• Stored data
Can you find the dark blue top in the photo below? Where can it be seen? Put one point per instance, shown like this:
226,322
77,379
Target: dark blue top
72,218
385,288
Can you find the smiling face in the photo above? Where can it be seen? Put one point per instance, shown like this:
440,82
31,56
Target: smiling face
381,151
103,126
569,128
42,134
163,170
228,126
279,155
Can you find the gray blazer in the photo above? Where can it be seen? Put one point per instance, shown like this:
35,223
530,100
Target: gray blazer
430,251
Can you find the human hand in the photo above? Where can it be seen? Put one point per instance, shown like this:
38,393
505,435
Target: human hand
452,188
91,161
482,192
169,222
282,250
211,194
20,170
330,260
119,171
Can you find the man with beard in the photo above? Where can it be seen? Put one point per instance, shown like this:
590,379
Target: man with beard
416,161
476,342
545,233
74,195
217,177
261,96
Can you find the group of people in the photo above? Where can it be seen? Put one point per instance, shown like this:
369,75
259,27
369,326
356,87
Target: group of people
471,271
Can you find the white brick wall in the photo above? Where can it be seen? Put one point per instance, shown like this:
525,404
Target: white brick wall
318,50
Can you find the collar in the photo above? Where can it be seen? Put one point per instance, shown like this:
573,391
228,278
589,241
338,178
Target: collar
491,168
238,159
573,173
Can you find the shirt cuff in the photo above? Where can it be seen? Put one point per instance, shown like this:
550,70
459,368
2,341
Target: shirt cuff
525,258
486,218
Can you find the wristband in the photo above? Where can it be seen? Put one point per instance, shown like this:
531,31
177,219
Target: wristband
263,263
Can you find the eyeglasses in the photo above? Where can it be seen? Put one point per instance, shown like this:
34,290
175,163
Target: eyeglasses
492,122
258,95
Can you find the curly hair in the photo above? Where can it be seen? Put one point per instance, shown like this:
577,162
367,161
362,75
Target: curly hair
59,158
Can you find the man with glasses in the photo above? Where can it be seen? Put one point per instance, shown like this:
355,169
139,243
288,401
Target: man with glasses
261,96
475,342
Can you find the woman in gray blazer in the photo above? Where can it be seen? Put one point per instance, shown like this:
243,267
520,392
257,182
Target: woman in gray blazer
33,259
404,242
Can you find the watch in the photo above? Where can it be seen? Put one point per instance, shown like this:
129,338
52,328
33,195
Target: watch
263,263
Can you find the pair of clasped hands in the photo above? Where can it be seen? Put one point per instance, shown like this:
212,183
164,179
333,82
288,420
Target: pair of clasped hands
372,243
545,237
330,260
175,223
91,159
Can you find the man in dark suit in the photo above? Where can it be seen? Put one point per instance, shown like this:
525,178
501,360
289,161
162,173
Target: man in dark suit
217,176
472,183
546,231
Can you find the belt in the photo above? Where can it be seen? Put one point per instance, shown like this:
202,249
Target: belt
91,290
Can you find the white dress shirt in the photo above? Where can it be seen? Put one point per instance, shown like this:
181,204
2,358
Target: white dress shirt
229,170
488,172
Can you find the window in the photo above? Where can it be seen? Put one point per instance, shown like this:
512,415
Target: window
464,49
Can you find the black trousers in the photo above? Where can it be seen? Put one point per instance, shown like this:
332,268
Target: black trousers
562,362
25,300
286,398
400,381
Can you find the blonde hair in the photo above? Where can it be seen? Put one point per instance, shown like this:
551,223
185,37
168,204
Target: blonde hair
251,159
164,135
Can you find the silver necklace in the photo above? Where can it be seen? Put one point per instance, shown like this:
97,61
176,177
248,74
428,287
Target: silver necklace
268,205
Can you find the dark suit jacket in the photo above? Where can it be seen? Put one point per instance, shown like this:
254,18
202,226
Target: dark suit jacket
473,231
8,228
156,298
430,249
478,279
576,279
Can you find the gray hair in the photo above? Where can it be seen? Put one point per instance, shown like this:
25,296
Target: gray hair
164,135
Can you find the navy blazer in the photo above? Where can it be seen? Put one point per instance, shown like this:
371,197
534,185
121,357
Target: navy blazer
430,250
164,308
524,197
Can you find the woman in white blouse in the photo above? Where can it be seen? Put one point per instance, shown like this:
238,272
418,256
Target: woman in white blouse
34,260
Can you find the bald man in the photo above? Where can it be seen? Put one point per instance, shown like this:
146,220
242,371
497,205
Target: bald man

• Written problem
Only the lines from the one with "Can you find the belt" through the end of the material are wanted; copy them exactly, both ends included.

• Written answer
Can you find the belt in the photo above? Where can it be seen? Put one point per instance, shown like this:
202,249
Target: belt
91,290
Can you find the white dress shirt in the photo above? Where can it be seen? Put one point per instance, shown like this:
181,204
2,358
Target: white dress shirt
229,170
488,172
Can you find the window in the photo above? Where can it be seen? Put one point per instance, shown like this:
512,415
Target: window
464,49
Can you find the black trousers in the photo above? Where can it be seen? Put one point per instance, shown like this:
332,268
Target: black trousers
562,362
25,300
286,398
400,381
Can you find the blonde hair in the photo above? Where can it be seen? Put one point per instance, shown like this:
551,223
185,37
168,204
Target: blonde hair
251,159
164,135
Can you find the silver necklace in the photo above? Where can it be seen? Put one point per instance, shown like this:
97,61
176,177
248,74
428,287
Target: silver necklace
268,205
Can you find the dark suit jacket in the photo above? Where can it be seen? Put one point per instance, shown like this:
254,18
202,226
Target: dark suit jacket
473,231
8,228
156,298
430,249
478,279
576,279
Can you find the gray hair in the photo above? Where can it be seen? Put one point per instance, shown like this:
25,296
Target: gray hair
164,135
Can you find the navy blazer in the photo above? Where can it be seen? Put one point per instance, shown like this:
371,197
534,185
121,357
Target: navy blazer
430,250
164,308
524,197
Can you find the woman in white blouse in the photo above? Where can it be seen? Put one point per instance, shown like this:
238,272
418,256
Target: woman in white blouse
34,260
Can you find the bald man in the photo above? Where can it be seen? Put one point per instance, shown like this:
146,220
242,371
497,205
Target: bald man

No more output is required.